- [Supplied material]:
______

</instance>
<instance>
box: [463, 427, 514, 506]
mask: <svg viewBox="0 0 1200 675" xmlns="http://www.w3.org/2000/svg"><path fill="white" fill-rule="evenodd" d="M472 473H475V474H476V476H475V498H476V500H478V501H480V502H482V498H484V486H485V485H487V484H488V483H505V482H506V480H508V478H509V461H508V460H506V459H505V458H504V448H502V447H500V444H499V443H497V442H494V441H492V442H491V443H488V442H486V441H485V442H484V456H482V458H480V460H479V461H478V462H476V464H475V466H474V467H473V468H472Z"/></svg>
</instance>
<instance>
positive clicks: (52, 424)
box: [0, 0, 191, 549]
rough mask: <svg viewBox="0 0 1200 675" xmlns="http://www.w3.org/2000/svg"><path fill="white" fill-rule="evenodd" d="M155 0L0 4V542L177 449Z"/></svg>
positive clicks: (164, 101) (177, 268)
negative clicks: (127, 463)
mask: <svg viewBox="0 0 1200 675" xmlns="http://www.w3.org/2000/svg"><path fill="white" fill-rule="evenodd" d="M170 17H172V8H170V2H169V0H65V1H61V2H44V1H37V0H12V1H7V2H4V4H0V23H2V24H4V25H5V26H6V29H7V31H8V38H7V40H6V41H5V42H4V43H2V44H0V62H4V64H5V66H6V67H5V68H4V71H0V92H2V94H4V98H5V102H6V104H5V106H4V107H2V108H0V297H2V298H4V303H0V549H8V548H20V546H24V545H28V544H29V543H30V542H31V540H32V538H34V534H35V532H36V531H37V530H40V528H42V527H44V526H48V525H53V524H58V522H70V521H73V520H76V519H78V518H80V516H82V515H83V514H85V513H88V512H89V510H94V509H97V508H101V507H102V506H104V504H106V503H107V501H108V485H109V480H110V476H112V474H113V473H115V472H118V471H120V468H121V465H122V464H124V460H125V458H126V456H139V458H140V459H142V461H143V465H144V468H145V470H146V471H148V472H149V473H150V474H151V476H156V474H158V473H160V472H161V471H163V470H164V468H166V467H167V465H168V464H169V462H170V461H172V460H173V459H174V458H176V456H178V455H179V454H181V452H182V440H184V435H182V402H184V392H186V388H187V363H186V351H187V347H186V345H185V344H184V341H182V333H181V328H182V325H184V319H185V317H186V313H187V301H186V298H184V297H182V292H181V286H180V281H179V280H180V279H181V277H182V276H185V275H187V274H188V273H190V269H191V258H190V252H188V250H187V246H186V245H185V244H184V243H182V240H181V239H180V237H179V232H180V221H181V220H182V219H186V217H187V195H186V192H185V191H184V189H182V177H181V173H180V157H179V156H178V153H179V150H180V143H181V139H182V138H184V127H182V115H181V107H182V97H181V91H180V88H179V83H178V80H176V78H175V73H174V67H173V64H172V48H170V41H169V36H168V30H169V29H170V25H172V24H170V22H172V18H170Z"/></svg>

______

- [What is being asked]:
Reproduce the entire listing above line for line, with no changes.

- [Solution for this task]:
</instance>
<instance>
box: [463, 427, 514, 506]
mask: <svg viewBox="0 0 1200 675" xmlns="http://www.w3.org/2000/svg"><path fill="white" fill-rule="evenodd" d="M472 473H475V474H476V476H475V498H476V500H478V501H480V502H482V498H484V486H485V485H487V484H488V483H505V482H506V480H508V478H509V461H508V460H506V459H505V458H504V448H502V447H500V444H499V443H497V442H494V441H492V442H491V443H488V442H486V441H485V442H484V456H482V458H480V460H479V461H478V462H476V464H475V466H474V467H473V468H472Z"/></svg>
</instance>
<instance>
positive clicks: (52, 424)
box: [0, 0, 191, 549]
rough mask: <svg viewBox="0 0 1200 675" xmlns="http://www.w3.org/2000/svg"><path fill="white" fill-rule="evenodd" d="M155 0L0 4V542L177 449Z"/></svg>
positive clicks: (164, 101) (177, 268)
negative clicks: (127, 463)
mask: <svg viewBox="0 0 1200 675" xmlns="http://www.w3.org/2000/svg"><path fill="white" fill-rule="evenodd" d="M170 17H172V8H170V2H169V0H65V1H61V2H44V1H37V0H12V1H7V2H4V4H0V23H2V24H4V25H5V26H6V29H7V31H8V38H7V40H6V41H5V42H4V43H2V44H0V62H4V64H5V66H6V67H5V68H4V71H0V92H2V94H4V98H5V102H6V104H5V106H4V107H2V108H0V297H2V298H4V303H0V549H8V548H20V546H24V545H28V544H29V543H30V542H31V540H32V538H34V534H35V532H36V531H37V530H40V528H42V527H44V526H48V525H53V524H58V522H70V521H73V520H76V519H78V518H80V516H82V515H83V514H85V513H88V512H89V510H94V509H97V508H101V507H102V506H104V504H106V503H107V501H108V485H109V480H110V476H112V474H113V473H115V472H118V471H120V468H121V465H122V464H124V460H125V458H126V456H139V458H140V459H142V461H143V465H144V468H145V470H146V471H148V472H149V473H150V474H151V476H156V474H158V473H160V472H161V471H163V470H164V468H166V467H167V465H168V464H169V462H170V461H172V460H173V459H174V458H176V456H178V455H179V454H181V452H182V440H184V435H182V402H184V392H186V388H187V363H186V351H187V347H186V345H185V344H184V341H182V333H181V328H182V325H184V319H185V317H186V313H187V301H186V298H184V297H182V292H181V286H180V281H179V280H180V279H181V277H182V276H185V275H187V274H188V273H190V269H191V258H190V252H188V250H187V246H186V245H185V244H184V243H182V240H181V239H180V237H179V232H180V221H181V220H182V219H186V217H187V195H186V192H185V191H184V189H182V177H181V173H180V157H179V156H178V153H179V150H180V143H181V139H182V138H184V127H182V115H181V107H182V97H181V91H180V88H179V83H178V80H176V78H175V73H174V67H173V64H172V48H170V41H169V36H168V30H169V29H170V25H172V24H170V22H172V18H170Z"/></svg>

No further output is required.